→ DOCUMENT TEXT

___

Q: Denver has council meetings. It has committee meetings. But it also has a unique third type of meeting called the “mayor-council” meeting. Each week, the council members sit around the table, and your mayor–who is not a part of council–comes in to chair a legislative update between the branches of government. These meetings are typically under a half hour, sometimes under ten minutes. If this is the time for the legislature and the chief executive to be in the same room at the same time, I would expect a little more give and take. What was your impression?

A: It is the lone chance where council is sitting at the table with the mayor in a public forum. Early on I did take advantage of that opportunity to try and raise certain concerns. That wasn’t very well received. It’s more of a perfunctory thing.

Q: I noticed that it was very rare for all council members to show up to the mayor-council meetings. What was your philosophy on showing up? Speaking now as John Q. Voter, should it matter to Denverites whether council members are having face time with the mayor?

___

→ SUPPLIED RECORDS
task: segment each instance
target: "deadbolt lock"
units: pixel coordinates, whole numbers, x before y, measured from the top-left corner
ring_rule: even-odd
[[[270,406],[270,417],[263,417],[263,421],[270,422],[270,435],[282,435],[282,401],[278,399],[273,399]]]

___

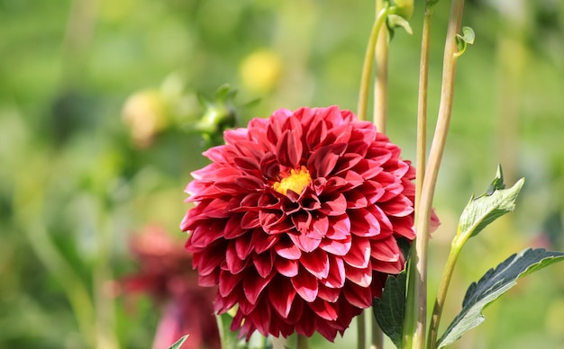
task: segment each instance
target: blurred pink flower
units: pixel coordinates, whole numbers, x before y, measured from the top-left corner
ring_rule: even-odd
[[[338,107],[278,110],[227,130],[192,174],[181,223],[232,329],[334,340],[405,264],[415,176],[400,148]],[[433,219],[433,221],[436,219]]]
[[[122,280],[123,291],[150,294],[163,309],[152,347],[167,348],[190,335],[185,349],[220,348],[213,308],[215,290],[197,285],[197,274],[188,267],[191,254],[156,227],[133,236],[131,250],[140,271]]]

___

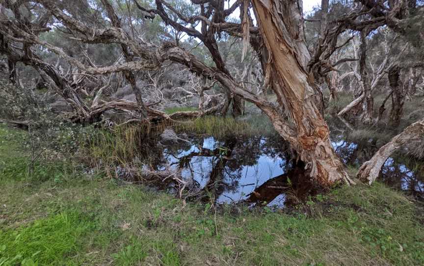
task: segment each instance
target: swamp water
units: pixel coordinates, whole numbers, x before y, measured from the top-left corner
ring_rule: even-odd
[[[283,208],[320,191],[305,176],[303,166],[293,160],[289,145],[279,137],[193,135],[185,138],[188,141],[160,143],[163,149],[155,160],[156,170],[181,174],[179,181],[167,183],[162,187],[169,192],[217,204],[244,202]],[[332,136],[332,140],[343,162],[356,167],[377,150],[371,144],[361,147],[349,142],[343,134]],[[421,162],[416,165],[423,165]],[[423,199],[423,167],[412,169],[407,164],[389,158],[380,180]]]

___

→ REQUIRED ACTIONS
**A.** According to the interview on Denver's mayor-council meetings, how long do these meetings typically last?
**B.** Extend the interview on Denver's mayor-council meetings, picking up right after its final question.

→ EXERCISE RESPONSES
**A.** They typically last under a half hour, sometimes under ten minutes.

**B.**
A: I think it would be important to have face time with the mayor. I was a regular attendee until I wasn’t. There was a lot of things that were on the consent agenda that I took issue with and I wished we were questioning. I’m notorious on council for wanting to question things. For me personally, it made my skin crawl at times to be sitting in there being deferential when there were things there that I thought should be called out and questioned.


Follow former Councilman Rafael Espinoza on Twitter: @CD1Rafael

Special Feature! “Best Thing, Worst Thing”

There is a lot of news to keep up with these days and it would be nice if someone explained what’s really important. Well, you’re in luck: there is a new episode of the “Best Thing, Worst Thing” project! For an explanation, check out the page here. Basically, you will be transported to a city or town where you (probably) have never been. You will hear from the locals about the things they like and the things they cannot stand.

So pack up your skis and put some hot chocolate in a thermos. Then head over to the City Council Chronicles podcast to download the latest episode. Or you can play it below.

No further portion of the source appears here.